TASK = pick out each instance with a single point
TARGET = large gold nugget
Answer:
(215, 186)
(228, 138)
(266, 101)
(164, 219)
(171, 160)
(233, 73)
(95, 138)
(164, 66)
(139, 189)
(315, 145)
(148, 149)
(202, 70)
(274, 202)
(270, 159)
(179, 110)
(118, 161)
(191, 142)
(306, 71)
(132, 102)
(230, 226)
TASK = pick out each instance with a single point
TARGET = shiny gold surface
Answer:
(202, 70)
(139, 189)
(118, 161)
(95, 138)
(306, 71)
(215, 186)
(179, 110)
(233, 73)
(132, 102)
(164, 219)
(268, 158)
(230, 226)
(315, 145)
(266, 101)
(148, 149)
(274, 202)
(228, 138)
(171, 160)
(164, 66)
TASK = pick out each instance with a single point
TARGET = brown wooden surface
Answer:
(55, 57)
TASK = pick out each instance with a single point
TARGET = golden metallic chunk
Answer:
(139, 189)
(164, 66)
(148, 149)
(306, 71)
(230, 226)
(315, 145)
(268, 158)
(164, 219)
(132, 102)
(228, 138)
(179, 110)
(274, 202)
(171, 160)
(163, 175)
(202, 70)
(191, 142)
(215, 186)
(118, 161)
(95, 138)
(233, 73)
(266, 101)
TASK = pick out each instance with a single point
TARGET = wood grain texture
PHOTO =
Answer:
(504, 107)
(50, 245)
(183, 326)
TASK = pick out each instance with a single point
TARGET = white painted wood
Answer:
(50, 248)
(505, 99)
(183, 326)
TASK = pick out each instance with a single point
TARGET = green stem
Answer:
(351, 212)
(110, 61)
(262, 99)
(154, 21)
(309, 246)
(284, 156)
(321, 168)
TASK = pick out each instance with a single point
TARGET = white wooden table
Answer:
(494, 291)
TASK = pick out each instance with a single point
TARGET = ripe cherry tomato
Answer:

= = =

EXERCISE INSTRUCTIONS.
Quote each line of the listing above exactly.

FINISHED EXERCISE.
TASK = pick out each instance with a single point
TARGET = large gold nugget
Answer:
(215, 186)
(228, 138)
(266, 101)
(164, 219)
(171, 160)
(233, 73)
(95, 138)
(164, 66)
(139, 189)
(315, 145)
(148, 149)
(202, 70)
(274, 202)
(270, 159)
(179, 110)
(118, 161)
(191, 142)
(306, 71)
(132, 102)
(230, 226)
TASK = pick out each instance with a single point
TARGET = shiny gold surface
Answer:
(202, 70)
(139, 189)
(118, 161)
(95, 138)
(306, 71)
(215, 186)
(179, 110)
(233, 73)
(132, 102)
(164, 219)
(268, 158)
(230, 226)
(315, 145)
(266, 101)
(148, 149)
(274, 202)
(228, 138)
(171, 160)
(164, 66)
TASK = pick out each instance with a single point
TARGET = brown wooden surface
Answer:
(55, 57)
TASK = pick out each instance with a single point
TARGET = golden metallic chunk
Answer:
(139, 189)
(164, 66)
(148, 149)
(306, 71)
(230, 226)
(315, 145)
(268, 158)
(164, 219)
(132, 102)
(228, 138)
(179, 110)
(274, 202)
(171, 160)
(163, 175)
(202, 70)
(191, 142)
(215, 186)
(118, 161)
(95, 138)
(233, 73)
(266, 101)
TASK = pick out each instance with a single point
TARGET = wood grain texture
PHOTO =
Answer:
(504, 107)
(50, 245)
(183, 326)
TASK = pick out each instance with a single point
TARGET = white painted wood
Answer:
(50, 248)
(505, 99)
(183, 326)
TASK = pick out each instance with a single point
TARGET = green stem
Answer:
(351, 212)
(110, 61)
(262, 99)
(154, 21)
(309, 246)
(284, 156)
(321, 168)
TASK = pick out each instance with a single point
TARGET = white wooden table
Answer:
(494, 291)
TASK = pick out each instance with a single point
TARGET = ripe cherry tomato
Answer:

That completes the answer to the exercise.